Esercizi –
- a) Rispondi alle seguenti domande sul testo relativo al vitello d'oro.
(i) Per conto di chi lottava Moshè quando perorava la causa del popolo ebraico?
(ii) Di che cosa erano colpevoli le persone difese dall'arringa di Moshè?
(iii) Secondo la spiegazione riportata, quale sarebbe stata la causa diretta del peccato del vitello?
- b) Trasforma in un breve elenco puntato il paragrafo del testo sul vitello d'oro che inizia con "Il problema che sembra emergere", conservandone i fatti principali.

Testo della pagina –

--- --- ---

La supplica di Moshè si riferiva a coloro i quali non si erano macchiati del peccato del vitello d’oro. Lui stesso avrebbe posto in atto le misure necessarie per giustiziare coloro che erano effettivamente coinvolti nella costruzione o nell’adorazione del vitello. Moshè, quindi, nel perorare la causa del popolo ebraico, lottava solo per conto di coloro che erano rimasti al di fuori della cerchia dei responsabili del peccato del vitello d’oro.
Il problema che sembra emergere dalla spiegazione del Maharsha, però, è che la risposta non “si adatta” alla domanda. Le persone difese dall’arringa di Moshè non erano colpevoli di aver costruito il vitello d’oro, ma solo di non averlo impedito. La spiegazione secondo cui un’eccessiva abbondanza d’oro sarebbe stata la causa diretta del peccato del vitello, apparentemente non si applicava a loro.

--- --- ---

Dati forniti –
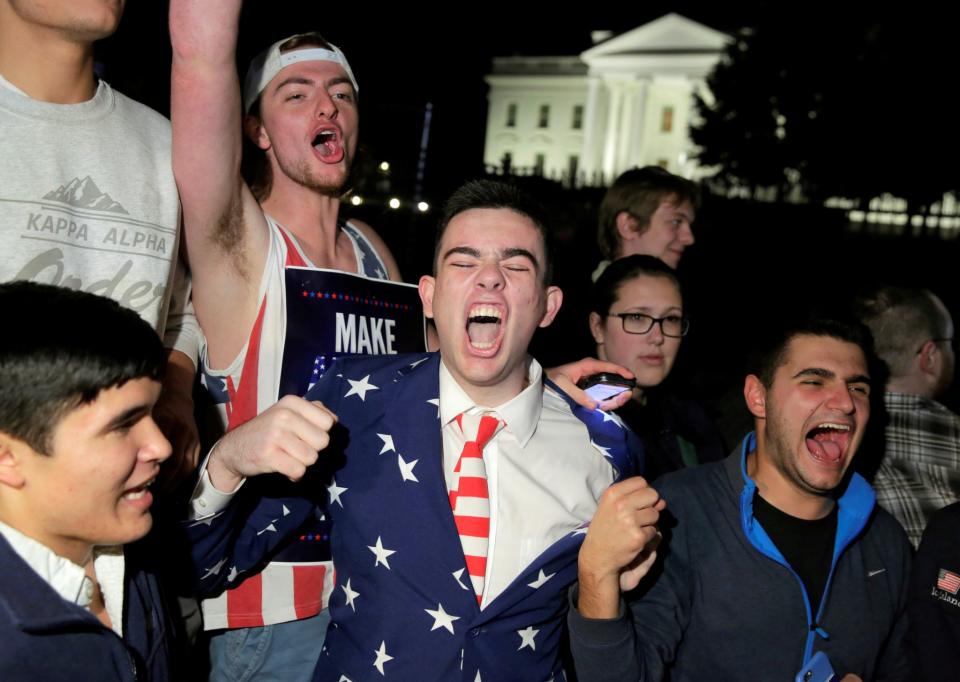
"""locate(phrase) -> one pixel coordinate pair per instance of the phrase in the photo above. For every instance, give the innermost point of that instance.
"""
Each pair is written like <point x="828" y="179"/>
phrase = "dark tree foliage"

--- --- ---

Risposte agli esercizi –
- a)
(i) Lottava per conto di coloro che erano rimasti al di fuori della cerchia dei responsabili del peccato del vitello d'oro.
(ii) Non erano colpevoli di aver costruito il vitello d'oro, ma solo di non averlo impedito.
(iii) Un'eccessiva abbondanza d'oro.

- b)
- Nella spiegazione del Maharsha la risposta sembra non "adattarsi" alla domanda.
- Le persone difese da Moshè non avevano costruito il vitello d'oro, ma non l'avevano impedito.
- La spiegazione che attribuisce il peccato a un'eccessiva abbondanza d'oro apparentemente non si applicava a loro.